What we forget to remember is that “we are in the perpetual care of others.”[1] I looked up the definition of “perpetual.”  It means “never ending or changing, occurring repeatedly, so frequent as to seem endless and uninterrupted.”   We are not independent. We are in the perpetual care of one another.  We are interdependent.  We are givers and we are receivers.  We can’t be one without the other.  Perhaps in giving we heal ourselves and in receiving we heal others. Or maybe it’s the other way around?  

I invite you to pause today to think through the 72 or 32 or 18 labors of something or someone you take for granted.  Maybe it’s the water coming out of your tap, or the road you drove into work on today or the medication that keeps a loved one well.  Whatever it is, remember that we have much to be grateful for within all of our daily connections, no matter how mundane they may appear.  Let us give thanks for the opportunity to give to one another and to receive from one another.  May we continue to offer perpetual care for one another, for ourselves, and for our patients.  And may Lina recover completely from her vertigo.   Amen


[1] How Then Shall We Live, Muller, p. 227


 

Sunday, March 9, 2014

Overcoming fear

Tomorrow is the start of a new adventure - Clinical Pastoral Education at Evergreen Health in Kirkland.  I've worked as a hospice chaplain for almost a year and a half now and  I see the need for more education, more self-awareness, and more diversity, all of which I know I will encounter in the next 12 weeks.  My major concern right now is getting to the hospital from my daughter's house in Snohomish.  You see, I have a fear of heights and freeway overpasses.  You might think, what's the big deal?  But if you are one of the countless people who walk around with any sort of anxiety issue, you know this is no small matter.

Over 10 years ago I hit my head and suffered major inner ear damage which brought on long term vertigo.  Tasks I had taken for granted suddenly turned into impossibilities.  Driving was at the top of the list.  For weeks I refused to drive but I had responsibilities and finally got behind the wheel.  I was beyond terrified as I feared losing control of my car.  At one point while crossing the Tacoma Narrows bridge I experienced my first panic attack.  My breathing became shallow, my heart rate raised and I involuntarily removed my foot from the gas pedal and came to a stop.  I would not recommend doing this.  It makes other drivers extremely irritated. 

After that incident I began limiting my life.  I came up with all sorts of rules about what I could not do.  No driving on bridges, no driving over water, no driving at night, no driving in the rain.  The list was endless. 

But my doctor told me that my inner ear would eventually compensate for the damage from the fall.  It would take years but he was right.  Unfortunately my brain didn't get the message regarding all my rules.  I accepted the fears as reality.

Over the last two years I've made remarkable progress thanks to my spiritual director.  I now drive on freeways, drive at night in rain and can cross a bridge, as long as it's on the water.  However, two fears remain that I have not faced yet.  Heights and overpasses.

Given data:
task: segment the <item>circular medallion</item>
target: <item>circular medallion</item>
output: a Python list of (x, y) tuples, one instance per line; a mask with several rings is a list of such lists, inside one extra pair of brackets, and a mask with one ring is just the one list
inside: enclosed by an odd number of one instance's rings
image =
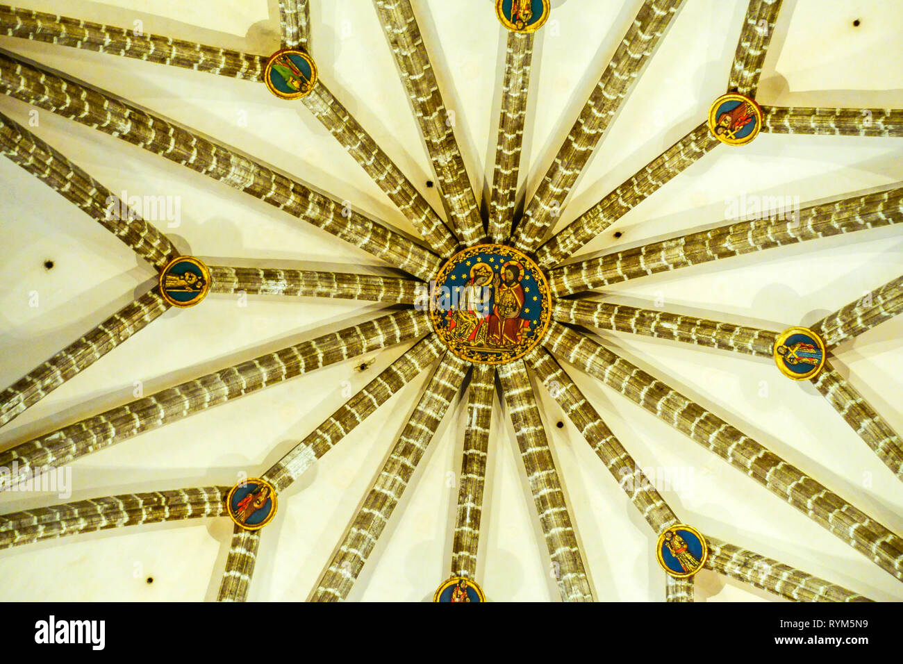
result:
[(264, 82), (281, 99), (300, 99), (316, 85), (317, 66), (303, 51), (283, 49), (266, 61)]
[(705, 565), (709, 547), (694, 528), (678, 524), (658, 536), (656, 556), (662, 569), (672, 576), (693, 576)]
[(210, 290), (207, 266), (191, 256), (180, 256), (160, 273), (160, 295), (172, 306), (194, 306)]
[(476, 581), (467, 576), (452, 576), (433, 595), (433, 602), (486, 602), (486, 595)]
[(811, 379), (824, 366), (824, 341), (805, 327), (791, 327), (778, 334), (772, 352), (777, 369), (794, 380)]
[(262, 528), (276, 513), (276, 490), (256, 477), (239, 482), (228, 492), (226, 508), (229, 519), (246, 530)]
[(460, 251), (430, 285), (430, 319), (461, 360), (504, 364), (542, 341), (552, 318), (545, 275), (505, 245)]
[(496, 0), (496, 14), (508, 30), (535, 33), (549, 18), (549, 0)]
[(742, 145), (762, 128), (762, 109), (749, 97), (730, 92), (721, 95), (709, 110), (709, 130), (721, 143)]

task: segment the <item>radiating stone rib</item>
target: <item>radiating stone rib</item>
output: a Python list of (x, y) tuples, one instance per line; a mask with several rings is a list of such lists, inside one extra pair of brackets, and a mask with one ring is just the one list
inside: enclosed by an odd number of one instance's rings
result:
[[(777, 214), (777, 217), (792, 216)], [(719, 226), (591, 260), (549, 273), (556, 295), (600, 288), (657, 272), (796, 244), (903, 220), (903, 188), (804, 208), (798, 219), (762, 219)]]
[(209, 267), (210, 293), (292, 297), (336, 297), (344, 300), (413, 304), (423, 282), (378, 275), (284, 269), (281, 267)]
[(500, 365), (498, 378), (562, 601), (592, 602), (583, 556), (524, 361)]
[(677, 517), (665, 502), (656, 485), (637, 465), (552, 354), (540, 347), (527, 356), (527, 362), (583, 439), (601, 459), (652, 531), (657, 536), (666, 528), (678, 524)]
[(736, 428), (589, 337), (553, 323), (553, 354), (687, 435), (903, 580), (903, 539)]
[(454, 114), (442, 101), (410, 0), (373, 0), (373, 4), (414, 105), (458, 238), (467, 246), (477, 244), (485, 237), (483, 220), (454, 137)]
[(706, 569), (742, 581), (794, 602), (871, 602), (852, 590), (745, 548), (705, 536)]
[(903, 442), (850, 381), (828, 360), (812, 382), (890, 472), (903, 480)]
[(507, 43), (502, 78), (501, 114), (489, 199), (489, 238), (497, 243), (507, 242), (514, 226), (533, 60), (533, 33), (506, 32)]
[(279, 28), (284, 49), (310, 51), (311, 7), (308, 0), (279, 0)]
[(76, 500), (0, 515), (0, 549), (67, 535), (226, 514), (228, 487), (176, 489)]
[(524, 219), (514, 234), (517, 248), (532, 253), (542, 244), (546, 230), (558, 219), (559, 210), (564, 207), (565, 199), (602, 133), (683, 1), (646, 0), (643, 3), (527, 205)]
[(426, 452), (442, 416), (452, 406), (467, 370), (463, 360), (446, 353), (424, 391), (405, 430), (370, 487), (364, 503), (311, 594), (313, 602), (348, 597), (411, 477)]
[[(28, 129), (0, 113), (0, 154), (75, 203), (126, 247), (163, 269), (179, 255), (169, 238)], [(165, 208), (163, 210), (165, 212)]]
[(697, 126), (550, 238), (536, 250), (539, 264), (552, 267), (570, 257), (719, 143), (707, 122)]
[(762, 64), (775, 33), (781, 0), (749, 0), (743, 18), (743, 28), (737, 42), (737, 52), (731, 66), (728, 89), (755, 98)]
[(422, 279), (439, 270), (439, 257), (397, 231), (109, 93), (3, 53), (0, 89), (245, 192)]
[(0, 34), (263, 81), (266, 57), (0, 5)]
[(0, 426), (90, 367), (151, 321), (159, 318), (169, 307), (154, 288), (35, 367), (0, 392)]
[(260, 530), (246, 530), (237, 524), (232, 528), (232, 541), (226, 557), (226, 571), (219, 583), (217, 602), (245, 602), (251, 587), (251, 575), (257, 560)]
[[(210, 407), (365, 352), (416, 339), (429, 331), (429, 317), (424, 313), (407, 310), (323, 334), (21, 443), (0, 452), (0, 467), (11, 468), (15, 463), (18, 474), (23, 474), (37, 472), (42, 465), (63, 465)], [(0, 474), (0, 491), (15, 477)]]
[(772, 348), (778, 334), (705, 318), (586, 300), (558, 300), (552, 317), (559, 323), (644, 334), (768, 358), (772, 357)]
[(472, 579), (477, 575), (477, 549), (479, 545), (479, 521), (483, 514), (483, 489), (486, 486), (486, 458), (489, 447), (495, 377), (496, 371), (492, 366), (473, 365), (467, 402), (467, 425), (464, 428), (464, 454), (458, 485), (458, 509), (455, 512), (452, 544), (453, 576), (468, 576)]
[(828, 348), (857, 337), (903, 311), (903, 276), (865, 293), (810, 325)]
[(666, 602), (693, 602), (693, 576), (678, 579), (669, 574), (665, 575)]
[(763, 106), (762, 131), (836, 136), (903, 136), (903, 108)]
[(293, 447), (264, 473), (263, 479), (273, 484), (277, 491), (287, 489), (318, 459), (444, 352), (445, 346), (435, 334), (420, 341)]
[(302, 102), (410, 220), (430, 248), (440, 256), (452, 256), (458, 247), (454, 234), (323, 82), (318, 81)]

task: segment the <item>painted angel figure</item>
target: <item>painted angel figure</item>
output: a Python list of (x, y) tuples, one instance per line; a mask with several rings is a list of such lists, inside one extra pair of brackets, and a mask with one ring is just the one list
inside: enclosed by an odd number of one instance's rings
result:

Requirement: Reproduce the blog text word for word from "But my doctor" to "fears as reality.". Rely solely on the blog text, not the material.

Answer section:
But my doctor told me that my inner ear would eventually compensate for the damage from the fall.  It would take years but he was right.  Unfortunately my brain didn't get the message regarding all my rules.  I accepted the fears as reality.